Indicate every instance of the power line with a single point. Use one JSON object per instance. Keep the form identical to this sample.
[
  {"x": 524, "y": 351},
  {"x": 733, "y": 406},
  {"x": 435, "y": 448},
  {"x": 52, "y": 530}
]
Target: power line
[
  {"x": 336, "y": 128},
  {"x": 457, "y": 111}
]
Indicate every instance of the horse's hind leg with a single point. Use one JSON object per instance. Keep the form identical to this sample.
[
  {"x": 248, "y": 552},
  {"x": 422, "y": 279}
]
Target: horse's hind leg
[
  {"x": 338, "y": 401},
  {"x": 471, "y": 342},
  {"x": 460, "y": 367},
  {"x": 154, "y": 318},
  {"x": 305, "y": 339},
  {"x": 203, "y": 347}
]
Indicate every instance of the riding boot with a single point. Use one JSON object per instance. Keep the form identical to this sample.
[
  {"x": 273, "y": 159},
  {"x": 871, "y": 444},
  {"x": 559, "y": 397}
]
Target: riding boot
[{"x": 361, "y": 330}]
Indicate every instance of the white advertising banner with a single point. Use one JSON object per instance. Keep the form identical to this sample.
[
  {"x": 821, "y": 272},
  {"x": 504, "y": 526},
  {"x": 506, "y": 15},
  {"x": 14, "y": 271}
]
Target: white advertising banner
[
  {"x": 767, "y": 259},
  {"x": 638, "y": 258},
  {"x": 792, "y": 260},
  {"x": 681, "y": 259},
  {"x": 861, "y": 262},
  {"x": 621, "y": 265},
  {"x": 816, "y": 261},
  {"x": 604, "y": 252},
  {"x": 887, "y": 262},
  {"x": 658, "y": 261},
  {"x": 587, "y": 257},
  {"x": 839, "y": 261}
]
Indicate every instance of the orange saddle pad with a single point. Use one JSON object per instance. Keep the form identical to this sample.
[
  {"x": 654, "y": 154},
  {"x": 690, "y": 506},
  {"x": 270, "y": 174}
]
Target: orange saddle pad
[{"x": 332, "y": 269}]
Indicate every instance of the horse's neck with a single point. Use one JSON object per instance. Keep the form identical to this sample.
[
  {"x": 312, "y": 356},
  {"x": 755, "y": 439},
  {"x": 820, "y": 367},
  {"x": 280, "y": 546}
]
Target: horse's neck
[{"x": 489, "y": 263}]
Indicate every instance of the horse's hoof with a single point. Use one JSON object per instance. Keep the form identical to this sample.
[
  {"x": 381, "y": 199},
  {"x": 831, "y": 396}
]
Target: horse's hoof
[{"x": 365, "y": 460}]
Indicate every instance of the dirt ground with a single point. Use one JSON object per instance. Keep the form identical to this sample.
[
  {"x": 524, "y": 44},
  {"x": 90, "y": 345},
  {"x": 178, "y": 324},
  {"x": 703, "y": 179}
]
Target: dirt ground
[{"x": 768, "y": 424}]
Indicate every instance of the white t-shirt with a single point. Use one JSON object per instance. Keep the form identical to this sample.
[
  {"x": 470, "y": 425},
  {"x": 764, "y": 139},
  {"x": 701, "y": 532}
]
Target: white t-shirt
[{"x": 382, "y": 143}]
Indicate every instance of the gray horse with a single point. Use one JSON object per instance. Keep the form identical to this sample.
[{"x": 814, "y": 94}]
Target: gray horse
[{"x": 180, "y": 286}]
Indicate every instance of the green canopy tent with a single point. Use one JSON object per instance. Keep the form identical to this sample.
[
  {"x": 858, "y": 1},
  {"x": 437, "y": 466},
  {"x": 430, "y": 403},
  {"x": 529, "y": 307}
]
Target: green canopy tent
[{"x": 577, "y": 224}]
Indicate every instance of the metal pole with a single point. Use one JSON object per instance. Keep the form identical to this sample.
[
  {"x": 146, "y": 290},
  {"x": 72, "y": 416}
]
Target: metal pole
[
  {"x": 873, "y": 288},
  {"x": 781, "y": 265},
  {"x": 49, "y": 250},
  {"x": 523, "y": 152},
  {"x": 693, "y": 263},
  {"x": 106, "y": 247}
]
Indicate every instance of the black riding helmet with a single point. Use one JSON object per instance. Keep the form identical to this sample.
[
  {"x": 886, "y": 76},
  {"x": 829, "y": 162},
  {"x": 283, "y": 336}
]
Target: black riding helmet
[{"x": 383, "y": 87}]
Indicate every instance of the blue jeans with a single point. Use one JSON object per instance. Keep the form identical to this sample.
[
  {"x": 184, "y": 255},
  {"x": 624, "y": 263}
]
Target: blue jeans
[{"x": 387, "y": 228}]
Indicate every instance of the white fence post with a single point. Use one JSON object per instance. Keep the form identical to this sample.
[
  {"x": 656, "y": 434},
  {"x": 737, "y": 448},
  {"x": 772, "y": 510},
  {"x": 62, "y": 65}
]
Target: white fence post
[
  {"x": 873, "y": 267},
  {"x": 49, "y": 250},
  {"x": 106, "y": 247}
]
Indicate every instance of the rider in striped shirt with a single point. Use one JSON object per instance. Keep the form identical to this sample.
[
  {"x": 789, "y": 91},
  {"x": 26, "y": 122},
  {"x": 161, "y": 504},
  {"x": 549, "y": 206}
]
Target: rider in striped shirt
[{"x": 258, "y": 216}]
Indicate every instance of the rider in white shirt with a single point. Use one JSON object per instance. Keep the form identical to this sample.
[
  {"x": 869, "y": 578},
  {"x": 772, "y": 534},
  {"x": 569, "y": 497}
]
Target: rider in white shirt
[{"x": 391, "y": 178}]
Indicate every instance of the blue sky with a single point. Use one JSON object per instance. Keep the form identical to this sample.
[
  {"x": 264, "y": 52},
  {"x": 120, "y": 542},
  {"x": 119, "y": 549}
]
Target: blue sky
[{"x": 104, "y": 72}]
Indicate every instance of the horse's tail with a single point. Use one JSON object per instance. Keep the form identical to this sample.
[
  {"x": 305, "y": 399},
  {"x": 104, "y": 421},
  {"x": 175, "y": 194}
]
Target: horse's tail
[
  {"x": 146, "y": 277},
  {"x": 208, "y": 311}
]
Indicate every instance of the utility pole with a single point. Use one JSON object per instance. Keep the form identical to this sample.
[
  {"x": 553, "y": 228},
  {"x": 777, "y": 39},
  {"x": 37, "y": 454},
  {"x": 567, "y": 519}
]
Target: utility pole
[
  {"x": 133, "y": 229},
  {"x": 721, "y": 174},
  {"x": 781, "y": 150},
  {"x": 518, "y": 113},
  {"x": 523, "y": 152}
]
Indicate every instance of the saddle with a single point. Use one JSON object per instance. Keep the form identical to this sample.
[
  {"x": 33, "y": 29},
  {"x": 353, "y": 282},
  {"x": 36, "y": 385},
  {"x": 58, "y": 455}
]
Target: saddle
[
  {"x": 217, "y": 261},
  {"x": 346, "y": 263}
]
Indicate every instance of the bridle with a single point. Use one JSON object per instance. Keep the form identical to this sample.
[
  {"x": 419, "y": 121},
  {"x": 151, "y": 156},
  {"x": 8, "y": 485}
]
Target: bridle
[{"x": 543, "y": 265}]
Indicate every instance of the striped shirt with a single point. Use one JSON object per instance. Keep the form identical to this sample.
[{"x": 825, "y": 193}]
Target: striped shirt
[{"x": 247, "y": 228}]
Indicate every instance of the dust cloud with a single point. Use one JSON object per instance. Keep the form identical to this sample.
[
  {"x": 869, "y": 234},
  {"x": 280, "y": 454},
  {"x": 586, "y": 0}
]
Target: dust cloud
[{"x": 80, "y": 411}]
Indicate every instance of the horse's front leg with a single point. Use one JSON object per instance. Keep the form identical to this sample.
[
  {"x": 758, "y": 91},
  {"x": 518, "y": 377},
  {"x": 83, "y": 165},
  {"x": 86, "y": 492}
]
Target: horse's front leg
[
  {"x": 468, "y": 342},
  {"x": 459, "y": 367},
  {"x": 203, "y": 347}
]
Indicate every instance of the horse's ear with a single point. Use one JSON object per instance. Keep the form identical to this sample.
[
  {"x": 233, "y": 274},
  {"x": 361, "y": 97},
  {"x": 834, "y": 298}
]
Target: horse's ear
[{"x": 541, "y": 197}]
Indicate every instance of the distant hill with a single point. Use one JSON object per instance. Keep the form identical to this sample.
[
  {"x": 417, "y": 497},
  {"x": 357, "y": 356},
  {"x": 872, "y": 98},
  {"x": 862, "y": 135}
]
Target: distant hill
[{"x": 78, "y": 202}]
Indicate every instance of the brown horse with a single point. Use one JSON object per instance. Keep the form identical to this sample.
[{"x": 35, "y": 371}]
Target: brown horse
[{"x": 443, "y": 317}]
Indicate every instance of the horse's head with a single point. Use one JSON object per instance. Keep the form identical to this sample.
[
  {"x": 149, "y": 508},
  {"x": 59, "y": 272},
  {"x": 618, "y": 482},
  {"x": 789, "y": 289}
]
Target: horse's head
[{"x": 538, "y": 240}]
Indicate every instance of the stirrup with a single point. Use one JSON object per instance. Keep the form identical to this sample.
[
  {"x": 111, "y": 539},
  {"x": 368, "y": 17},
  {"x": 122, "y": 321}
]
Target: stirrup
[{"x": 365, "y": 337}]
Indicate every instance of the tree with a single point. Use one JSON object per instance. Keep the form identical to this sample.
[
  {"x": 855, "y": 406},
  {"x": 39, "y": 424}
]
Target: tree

========================

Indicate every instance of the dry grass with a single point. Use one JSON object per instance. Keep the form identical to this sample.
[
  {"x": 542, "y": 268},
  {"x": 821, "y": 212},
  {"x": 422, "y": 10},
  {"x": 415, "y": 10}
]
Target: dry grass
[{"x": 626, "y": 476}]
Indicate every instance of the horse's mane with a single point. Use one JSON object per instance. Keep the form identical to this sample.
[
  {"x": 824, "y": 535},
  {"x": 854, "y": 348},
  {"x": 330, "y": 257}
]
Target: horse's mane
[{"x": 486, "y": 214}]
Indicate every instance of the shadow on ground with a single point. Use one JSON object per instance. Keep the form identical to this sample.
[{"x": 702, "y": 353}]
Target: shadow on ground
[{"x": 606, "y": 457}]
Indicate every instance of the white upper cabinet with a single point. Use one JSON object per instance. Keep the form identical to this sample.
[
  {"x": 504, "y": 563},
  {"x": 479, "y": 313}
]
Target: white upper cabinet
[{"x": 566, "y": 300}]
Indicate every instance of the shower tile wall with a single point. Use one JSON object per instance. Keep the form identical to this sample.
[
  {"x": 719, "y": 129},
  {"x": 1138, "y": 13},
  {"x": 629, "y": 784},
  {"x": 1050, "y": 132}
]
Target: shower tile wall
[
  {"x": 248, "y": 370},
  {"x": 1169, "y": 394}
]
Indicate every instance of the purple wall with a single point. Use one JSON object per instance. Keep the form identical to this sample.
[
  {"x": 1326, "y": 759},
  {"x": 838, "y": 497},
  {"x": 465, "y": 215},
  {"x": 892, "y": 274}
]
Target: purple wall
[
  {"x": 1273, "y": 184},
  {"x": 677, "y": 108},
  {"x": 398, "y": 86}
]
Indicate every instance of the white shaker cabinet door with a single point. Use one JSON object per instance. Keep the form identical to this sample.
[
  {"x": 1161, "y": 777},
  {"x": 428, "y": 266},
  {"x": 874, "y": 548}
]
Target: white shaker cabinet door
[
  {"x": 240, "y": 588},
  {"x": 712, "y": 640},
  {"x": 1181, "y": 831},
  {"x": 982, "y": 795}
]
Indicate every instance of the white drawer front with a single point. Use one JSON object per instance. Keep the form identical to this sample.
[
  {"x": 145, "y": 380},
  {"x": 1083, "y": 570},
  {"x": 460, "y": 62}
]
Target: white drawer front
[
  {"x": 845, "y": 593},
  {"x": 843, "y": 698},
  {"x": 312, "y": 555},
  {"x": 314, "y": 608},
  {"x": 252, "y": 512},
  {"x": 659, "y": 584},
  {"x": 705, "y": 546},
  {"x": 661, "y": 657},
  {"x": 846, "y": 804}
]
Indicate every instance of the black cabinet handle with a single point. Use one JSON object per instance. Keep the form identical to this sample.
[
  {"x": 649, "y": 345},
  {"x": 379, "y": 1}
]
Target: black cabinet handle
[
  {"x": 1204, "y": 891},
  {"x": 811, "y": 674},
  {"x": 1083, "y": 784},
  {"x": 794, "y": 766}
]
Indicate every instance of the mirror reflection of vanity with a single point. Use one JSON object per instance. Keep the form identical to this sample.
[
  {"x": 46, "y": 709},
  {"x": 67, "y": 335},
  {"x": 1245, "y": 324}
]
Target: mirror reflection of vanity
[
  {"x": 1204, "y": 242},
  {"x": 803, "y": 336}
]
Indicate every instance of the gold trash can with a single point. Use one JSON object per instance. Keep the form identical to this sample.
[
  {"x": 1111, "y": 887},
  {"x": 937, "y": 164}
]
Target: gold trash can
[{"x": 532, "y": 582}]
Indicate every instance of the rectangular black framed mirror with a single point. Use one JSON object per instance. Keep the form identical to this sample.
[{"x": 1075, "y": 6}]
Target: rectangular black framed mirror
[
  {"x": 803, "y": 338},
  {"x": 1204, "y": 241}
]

========================

### Goal of the exercise:
Rewrite the material from the line with "Indicate every instance of the brown" up to and including the line with "Target: tree", putting "saddle" in place of "stirrup" and leaving everything else as it is.

### Solution for this problem:
Indicate every instance of the brown horse with a single point. Use one JSON object per instance. Keep the form identical to this sample.
[{"x": 35, "y": 371}]
Target: brown horse
[{"x": 443, "y": 317}]
Indicate every instance of the horse's head with a single point. Use one JSON object per instance. Keep the form identical to this sample.
[
  {"x": 149, "y": 508},
  {"x": 59, "y": 272},
  {"x": 618, "y": 482},
  {"x": 789, "y": 289}
]
Target: horse's head
[{"x": 538, "y": 240}]
Indicate every instance of the saddle with a single point. Use one JSON object per instance. Keep the form identical to this sample.
[
  {"x": 111, "y": 539},
  {"x": 368, "y": 17},
  {"x": 122, "y": 321}
]
Target: saddle
[{"x": 365, "y": 337}]
Indicate every instance of the tree with a single point. Use one JSON object per instance. Keep the form identical to this sample.
[
  {"x": 855, "y": 406},
  {"x": 39, "y": 424}
]
Target: tree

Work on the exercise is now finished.